Implementing Expo apps can sometimes feel boring. Yet another view, yet another component, yet another Zustand store. Not often do you get a chance to venture out from the safe and comfortable Expo stack.
But sometimes, you get the opportunity to do something you never thought would happen: embed a full native view into an Expo app.
That’s right. Native UI running inside an Expo view, with its own navigation stack, push notifications, deep linking, the whole thing. Seamlessly rendered inside the Expo app, surrounded by the Expo header, footer, and navigation, while every other screen was plain TypeScript. Expo Modules can get you there. The docs just don’t cover what happens when the native view brings its own runtime.
Here’s how we got there, and what broke along the way.
The constraint we didn’t choose
The client’s app was built in Expo: React Native, TypeScript, and the managed workflow. Solid choice for the team, solid choice for the codebase.
Then they picked a third-party proprietary mobile ticketing solution for one specific feature. A solution designed exclusively for native apps. Not React Native. Not Expo. Native.
The SDK shipped as two separate libraries, iOS and Android, each one internally running a full Flutter engine. The entire UI lived inside the SDK. From our side, it was a black box: no access to the engine, no access to the widget tree, no access to the channel.
Making it work meant bridging three languages (TypeScript, Swift/Kotlin, Dart), three build systems (Metro, Xcode, Gradle), and two message-passing boundaries: one from RN to native, one from native into Flutter.
So where do you even start? You’ve got the SDK libraries. Now what?
Step one: get it into the build
Ejecting the app was never an option. Ejecting also wouldn’t have solved the actual problem: you’d still have a Flutter-backed SDK to deal with, just with more build configuration to own.
Expo has a proper answer for this: config plugins. You stay in the managed workflow, and instead of manually editing android/ and ios/ directories, you write config plugins that patch the build configuration during the prebuild step. Finicky, because being one line off in a config plugin is a special kind of frustrating, but once it’s done, expo prebuild it handles everything. No manual Xcode project editing on every new machine, no Gradle mysteries that only reproduce in CI.
But once the app compiles and starts using the brand-new third-party dependency, you can declare victory… and move to the next battle: actually using the SDK and getting the two worlds to talk to each other.

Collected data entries
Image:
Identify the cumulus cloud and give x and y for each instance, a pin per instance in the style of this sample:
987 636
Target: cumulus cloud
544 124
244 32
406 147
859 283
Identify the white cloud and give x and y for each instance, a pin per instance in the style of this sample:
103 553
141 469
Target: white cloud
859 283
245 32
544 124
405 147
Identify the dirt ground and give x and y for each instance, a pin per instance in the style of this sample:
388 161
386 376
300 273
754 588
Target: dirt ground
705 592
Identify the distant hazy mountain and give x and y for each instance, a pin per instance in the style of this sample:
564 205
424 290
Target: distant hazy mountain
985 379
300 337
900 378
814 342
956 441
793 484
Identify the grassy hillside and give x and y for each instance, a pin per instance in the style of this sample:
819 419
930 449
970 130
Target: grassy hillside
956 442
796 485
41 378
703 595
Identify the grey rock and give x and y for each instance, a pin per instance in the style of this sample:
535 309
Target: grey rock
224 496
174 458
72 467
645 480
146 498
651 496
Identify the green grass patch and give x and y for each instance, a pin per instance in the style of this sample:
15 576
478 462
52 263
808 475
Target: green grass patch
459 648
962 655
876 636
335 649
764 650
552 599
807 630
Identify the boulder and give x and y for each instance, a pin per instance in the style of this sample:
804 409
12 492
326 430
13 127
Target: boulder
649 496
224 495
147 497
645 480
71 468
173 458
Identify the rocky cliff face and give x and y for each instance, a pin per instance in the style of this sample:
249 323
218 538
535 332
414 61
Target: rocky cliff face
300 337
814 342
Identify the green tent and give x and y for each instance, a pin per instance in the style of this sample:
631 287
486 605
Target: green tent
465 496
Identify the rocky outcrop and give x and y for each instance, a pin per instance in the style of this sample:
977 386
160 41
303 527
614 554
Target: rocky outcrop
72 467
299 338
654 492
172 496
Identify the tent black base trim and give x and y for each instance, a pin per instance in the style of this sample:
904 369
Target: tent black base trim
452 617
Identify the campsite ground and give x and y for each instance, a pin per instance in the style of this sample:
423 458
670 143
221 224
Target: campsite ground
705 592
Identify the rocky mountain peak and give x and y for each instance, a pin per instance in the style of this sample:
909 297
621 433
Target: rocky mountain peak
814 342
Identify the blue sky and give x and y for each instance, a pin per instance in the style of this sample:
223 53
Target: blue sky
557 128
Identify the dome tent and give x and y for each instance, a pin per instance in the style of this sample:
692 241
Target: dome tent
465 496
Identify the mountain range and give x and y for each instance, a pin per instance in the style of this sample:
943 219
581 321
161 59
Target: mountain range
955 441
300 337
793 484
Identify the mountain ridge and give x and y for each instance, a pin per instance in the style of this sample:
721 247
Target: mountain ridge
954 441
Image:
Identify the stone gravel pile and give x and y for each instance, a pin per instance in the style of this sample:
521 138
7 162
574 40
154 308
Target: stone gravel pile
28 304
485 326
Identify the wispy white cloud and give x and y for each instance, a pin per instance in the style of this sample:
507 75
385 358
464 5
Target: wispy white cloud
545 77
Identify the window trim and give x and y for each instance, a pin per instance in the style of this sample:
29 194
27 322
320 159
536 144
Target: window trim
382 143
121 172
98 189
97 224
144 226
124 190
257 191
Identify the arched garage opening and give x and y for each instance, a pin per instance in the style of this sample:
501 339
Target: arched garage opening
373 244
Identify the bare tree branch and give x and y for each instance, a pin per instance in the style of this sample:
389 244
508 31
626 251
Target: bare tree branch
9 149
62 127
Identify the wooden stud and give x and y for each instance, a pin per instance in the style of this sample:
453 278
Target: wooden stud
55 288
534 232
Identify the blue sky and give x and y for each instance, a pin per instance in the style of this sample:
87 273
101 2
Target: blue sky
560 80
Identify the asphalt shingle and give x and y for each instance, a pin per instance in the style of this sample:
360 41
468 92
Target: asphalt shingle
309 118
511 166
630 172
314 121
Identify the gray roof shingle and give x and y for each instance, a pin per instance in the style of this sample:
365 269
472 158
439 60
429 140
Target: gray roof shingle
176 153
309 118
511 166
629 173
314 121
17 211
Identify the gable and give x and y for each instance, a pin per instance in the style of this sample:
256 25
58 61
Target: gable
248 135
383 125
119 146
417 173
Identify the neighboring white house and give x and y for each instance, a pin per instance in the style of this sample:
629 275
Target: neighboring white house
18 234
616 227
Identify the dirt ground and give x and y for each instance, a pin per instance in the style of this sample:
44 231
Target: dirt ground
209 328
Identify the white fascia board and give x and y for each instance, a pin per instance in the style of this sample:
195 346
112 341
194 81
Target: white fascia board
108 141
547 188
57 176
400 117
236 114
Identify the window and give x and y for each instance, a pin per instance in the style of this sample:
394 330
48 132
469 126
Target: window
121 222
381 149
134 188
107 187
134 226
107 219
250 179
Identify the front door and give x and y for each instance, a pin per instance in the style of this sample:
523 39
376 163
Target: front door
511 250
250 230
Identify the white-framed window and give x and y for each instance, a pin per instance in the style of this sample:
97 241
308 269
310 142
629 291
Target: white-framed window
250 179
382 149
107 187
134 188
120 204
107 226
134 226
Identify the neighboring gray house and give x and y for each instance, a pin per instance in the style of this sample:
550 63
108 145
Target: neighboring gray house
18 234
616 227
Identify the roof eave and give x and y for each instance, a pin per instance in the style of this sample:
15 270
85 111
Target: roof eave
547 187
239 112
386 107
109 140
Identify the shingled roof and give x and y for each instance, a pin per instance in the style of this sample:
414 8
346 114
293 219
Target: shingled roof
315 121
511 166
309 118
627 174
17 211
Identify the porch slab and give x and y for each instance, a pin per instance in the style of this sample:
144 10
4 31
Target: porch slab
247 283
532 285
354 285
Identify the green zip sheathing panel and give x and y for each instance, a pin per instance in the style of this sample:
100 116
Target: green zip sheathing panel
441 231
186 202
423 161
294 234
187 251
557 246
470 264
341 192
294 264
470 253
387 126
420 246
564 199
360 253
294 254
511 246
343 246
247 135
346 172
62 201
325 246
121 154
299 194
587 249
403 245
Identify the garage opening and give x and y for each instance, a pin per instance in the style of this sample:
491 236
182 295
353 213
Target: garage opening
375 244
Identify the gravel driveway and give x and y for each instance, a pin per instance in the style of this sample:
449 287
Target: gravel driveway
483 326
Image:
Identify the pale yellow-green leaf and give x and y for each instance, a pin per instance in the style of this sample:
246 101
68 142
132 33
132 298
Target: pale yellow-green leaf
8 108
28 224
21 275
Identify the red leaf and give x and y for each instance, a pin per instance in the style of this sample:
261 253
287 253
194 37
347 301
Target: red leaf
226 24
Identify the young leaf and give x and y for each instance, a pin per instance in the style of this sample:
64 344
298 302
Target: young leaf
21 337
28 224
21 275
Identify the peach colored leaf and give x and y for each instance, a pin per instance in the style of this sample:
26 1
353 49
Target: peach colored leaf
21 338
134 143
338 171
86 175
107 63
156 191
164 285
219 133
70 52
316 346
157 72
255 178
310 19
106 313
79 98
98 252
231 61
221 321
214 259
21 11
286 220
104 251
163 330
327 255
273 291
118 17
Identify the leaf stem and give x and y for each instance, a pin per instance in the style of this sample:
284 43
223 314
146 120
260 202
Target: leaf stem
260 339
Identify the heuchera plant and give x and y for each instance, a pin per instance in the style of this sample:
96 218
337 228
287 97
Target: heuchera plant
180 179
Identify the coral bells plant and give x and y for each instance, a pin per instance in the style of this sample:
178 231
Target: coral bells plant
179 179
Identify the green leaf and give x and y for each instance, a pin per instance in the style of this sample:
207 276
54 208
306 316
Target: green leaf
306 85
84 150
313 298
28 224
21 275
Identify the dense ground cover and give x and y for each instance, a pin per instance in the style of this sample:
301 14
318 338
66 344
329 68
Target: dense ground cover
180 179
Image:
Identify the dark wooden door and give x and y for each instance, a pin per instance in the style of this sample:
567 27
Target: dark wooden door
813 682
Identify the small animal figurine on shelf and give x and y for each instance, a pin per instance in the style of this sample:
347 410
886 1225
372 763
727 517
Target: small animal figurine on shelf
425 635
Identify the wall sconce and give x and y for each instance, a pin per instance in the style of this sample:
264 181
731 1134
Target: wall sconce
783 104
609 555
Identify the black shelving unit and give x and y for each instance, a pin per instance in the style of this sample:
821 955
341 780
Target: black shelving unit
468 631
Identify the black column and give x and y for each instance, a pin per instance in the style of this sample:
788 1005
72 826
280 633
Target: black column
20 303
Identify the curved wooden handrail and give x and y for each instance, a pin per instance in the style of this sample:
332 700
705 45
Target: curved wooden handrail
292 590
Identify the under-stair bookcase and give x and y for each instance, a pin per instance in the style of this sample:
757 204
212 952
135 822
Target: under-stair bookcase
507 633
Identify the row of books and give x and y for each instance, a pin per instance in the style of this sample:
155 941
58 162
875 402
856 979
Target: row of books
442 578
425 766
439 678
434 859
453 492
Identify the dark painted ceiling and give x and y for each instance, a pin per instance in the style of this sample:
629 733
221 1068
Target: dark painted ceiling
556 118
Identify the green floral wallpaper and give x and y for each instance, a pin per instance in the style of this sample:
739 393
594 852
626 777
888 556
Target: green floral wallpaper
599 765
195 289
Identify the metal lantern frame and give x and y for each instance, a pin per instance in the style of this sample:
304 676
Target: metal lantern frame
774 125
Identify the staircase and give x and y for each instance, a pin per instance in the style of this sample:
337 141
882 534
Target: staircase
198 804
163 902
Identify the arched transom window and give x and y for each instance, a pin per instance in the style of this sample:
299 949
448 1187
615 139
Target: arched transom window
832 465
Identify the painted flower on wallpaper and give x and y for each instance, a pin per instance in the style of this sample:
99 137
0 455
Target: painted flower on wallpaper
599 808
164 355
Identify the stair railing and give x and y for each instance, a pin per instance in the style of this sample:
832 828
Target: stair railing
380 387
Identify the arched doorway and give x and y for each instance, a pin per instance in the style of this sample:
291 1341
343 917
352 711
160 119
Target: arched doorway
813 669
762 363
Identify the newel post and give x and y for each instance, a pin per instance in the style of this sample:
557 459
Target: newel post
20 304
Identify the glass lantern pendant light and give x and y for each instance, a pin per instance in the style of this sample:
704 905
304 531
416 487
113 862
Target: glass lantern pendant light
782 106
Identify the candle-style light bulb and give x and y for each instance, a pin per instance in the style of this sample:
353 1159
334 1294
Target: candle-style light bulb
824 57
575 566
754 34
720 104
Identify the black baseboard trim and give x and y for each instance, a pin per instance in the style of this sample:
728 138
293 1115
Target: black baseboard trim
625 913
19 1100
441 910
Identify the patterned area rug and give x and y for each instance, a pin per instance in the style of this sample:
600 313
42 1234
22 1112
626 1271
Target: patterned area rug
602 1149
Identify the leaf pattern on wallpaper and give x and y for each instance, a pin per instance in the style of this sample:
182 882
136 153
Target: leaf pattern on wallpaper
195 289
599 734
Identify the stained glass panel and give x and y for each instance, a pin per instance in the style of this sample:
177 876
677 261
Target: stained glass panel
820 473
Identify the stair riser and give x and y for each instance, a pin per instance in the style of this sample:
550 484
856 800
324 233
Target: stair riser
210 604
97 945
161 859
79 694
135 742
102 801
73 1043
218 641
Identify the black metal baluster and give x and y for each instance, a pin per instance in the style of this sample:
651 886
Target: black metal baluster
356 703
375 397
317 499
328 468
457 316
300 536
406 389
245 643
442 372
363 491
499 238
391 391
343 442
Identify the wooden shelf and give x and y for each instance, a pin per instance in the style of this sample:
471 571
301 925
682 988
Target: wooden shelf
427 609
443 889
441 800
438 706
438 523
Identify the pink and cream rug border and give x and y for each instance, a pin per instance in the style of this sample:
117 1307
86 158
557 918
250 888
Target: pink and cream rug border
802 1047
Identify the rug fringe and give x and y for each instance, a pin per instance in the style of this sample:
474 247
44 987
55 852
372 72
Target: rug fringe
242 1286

- To do:
1. In the article about embedding a native SDK view in an Expo app, what did each of the two SDK libraries run internally?
2. Pick up the article about embedding a native SDK view in an Expo app and keep writing from its last sentence.

- Answer list:
1. A full Flutter engine.

2.
Writing the module
The native bridge has rules. Everything you pass across it has to be a JSON-serialisable type. Every call is asynchronous. You can’t pass functions from Expo into native and call them back later: the bridge doesn’t work that way.
What you can do is fire events from the native side back to Expo and listen for them in TypeScript. That direction works cleanly.
As it turned out, I needed both: function calls from Expo to native to initialise and interact with the SDK, and events from native back to Expo to react to whatever the SDK was doing internally. Between those two directions, the full communication surface was covered.
One thing that genuinely surprised me: the Expo module code for iOS (Swift) and Android (Kotlin) was almost identical. The DSL Expo provides maps so closely between the two platforms that it was close to a copy-paste. The only real difference was the syntax for anonymous functions. Credit to the Expo team for thinking that through. Writing native modules usually means two completely separate mental contexts; this felt like one.
The glorified iframe
Sometimes when working on a piece of code I get that feeling: “I’ve seen this somewhere before.” While implementing the ExpoView on iOS, it hit me.
We were rendering a foreign view inside another view. Giving it a window, letting it draw its own UI, handling its own scrolling, managing its own navigation stack. We had no control over what happened inside it.
That’s an iframe. Just without the HTML.
Same concept, different medium. And like an iframe, it came with iframe problems. On Android, React Native’s layering model is essentially flat and ExpoView always renders on top. That meant some of our UI elements were hiding behind the SDK view when they shouldn’t have been. There’s no clean declarative fix for this; React Native doesn’t integrate native z-ordering without some persuasion on the Android side. We persuaded it.
After some persuasion, some async rendering handling, and careful layering of components, the glorified iframe was running on both platforms.
The teardown that wasn’t
So the glorified iframe was working. Both platforms. Data flowing in, events flowing out, z-ordering persuaded. Time to ship, right?
Not quite. The initial integration took about a week. Then two more weeks of chasing edge cases: z-index fights, state sync, deep link handling, push notifications arriving before the view was ready. The kind of stuff you expect. You fix it, you move on.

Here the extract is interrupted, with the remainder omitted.